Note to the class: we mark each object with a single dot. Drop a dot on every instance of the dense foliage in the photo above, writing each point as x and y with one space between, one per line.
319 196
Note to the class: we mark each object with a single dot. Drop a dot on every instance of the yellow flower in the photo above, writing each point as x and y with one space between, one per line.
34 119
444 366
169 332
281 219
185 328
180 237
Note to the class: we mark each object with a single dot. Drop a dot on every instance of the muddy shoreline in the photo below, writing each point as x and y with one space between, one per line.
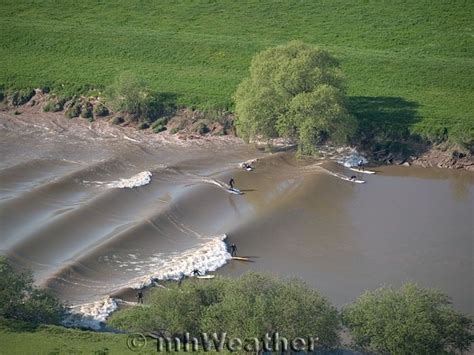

..........

— INSTRUCTIONS FOR THE TASK —
In your copy of the data above, leave out the pictures and repeat everything else exactly.

— WRITTEN ANSWER —
Note to the class: we mark each object with a single dot. Drop a dot on every instance of the dense foliage in the photo above, writing each point as x and y with one space between, one per line.
319 196
Note to the class: we mark each object with a single dot. Drop a dot on every instance of the yellow flower in the photo above, writing each point as x and y with one space between, one per line.
34 119
444 366
169 332
281 219
185 328
180 237
Note to the class: we mark each object with a single dot. Drop a dot on every instance of the muddy shoreline in the photo below, writing each point as x and y with one space between, one per line.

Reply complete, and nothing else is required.